# Directions
Your answer should be the line that contains "In the photo above, where can the green grass be" and each line after it, restated word for word through the final line of the entries.

# Study material
###

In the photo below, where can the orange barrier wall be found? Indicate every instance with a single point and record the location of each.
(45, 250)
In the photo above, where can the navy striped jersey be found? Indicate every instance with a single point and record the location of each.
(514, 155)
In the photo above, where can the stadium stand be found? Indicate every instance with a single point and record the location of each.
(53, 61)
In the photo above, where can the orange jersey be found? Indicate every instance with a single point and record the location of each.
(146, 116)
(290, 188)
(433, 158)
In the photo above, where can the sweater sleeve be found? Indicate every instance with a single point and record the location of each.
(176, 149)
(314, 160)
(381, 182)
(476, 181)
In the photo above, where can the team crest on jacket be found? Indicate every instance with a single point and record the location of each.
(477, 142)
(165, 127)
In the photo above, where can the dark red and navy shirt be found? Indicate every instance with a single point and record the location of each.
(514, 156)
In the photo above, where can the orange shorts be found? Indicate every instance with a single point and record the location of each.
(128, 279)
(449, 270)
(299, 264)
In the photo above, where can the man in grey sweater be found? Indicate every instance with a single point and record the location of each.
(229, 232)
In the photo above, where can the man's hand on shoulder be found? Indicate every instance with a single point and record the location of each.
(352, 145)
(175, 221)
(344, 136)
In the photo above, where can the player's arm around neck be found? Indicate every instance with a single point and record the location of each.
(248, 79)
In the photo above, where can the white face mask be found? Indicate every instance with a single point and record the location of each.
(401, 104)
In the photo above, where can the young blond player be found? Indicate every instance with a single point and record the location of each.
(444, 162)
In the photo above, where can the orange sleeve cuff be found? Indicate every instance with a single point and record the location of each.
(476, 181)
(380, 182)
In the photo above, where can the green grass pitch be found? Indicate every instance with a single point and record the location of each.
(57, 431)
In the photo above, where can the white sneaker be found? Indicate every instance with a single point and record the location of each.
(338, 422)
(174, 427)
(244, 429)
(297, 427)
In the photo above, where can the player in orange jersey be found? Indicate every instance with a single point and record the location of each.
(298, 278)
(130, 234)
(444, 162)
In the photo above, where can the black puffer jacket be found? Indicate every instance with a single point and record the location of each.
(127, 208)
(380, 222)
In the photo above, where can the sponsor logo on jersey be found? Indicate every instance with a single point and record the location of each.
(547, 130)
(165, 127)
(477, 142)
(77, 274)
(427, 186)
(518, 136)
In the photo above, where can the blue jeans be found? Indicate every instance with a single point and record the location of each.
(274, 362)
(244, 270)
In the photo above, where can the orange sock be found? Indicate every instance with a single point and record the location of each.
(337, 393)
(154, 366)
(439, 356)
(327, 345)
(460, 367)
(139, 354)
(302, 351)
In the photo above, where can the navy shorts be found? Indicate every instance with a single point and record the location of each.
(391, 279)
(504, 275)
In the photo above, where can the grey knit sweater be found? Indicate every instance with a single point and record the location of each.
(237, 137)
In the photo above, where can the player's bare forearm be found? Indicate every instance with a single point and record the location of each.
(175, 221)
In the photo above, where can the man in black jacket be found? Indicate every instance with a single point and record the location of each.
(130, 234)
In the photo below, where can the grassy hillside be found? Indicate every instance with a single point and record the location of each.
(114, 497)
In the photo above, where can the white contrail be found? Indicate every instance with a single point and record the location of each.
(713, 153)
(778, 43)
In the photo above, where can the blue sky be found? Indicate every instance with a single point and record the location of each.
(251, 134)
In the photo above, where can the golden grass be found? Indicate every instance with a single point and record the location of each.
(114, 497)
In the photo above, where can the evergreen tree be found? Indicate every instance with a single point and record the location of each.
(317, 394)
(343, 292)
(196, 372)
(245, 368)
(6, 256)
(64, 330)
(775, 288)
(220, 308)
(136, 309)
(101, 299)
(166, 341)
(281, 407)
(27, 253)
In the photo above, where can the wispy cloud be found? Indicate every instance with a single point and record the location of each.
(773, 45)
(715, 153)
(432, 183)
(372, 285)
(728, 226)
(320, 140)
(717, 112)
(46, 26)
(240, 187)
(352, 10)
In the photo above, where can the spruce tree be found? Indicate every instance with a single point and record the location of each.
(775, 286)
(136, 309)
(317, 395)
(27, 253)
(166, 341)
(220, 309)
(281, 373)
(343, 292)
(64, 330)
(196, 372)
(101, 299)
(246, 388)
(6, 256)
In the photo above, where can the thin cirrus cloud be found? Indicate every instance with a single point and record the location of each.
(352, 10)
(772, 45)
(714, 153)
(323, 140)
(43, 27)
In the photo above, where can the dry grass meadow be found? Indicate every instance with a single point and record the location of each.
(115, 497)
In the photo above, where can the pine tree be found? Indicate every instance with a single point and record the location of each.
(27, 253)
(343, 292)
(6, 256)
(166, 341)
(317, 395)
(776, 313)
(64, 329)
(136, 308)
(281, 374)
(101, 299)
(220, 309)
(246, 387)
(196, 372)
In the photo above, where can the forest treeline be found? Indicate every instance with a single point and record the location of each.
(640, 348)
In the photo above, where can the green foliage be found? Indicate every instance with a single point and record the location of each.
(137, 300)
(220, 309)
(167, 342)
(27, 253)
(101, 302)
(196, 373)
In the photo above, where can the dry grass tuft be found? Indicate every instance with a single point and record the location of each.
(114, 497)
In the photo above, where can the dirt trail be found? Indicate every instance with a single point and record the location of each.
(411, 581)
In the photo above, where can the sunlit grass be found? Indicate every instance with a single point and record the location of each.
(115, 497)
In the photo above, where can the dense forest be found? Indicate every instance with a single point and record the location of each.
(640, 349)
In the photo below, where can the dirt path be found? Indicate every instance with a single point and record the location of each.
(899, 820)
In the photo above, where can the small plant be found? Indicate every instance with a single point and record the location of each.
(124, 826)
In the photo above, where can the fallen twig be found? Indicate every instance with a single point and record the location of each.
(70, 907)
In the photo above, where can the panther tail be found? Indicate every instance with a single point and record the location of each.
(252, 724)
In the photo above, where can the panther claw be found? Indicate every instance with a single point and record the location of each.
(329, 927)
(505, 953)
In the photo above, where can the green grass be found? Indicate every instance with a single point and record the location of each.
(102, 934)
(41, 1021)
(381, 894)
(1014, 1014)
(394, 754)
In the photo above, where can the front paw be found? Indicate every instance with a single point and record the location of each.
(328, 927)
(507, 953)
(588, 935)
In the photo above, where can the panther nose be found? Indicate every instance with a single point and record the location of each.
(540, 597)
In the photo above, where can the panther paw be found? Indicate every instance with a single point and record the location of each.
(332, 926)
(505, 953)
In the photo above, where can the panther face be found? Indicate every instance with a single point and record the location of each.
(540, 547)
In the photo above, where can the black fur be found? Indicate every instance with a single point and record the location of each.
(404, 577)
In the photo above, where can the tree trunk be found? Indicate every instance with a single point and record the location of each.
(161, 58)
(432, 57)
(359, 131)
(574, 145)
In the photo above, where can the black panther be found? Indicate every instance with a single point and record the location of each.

###

# Written answer
In the photo above, where can the green grass be found? Indicate every instance with a single point and record the location of each.
(102, 934)
(41, 1021)
(381, 894)
(1014, 1014)
(394, 754)
In the photo above, where can the front paw be found? Indicate every instance with a single point and record the location of each.
(328, 927)
(507, 953)
(588, 935)
In the photo above, where can the panther nose be found? Indicate every instance with a single point and record the location of each.
(540, 597)
In the photo above, where can the panther paw be found? Indicate every instance with a single point and record the location of each.
(332, 926)
(505, 953)
In the photo above, where can the panther face be found? Indicate every instance with a single point and record the location of each.
(540, 547)
In the photo above, where can the black fur be found? Indicate every instance with a single point and record the location of each.
(404, 577)
In the photo above, where can the tree trunk be found? Indicate every instance with a single point and record the location of each.
(161, 58)
(432, 57)
(359, 131)
(574, 145)
In the photo above, where can the black panther be found? Indicate every instance with a single point and record the location of each.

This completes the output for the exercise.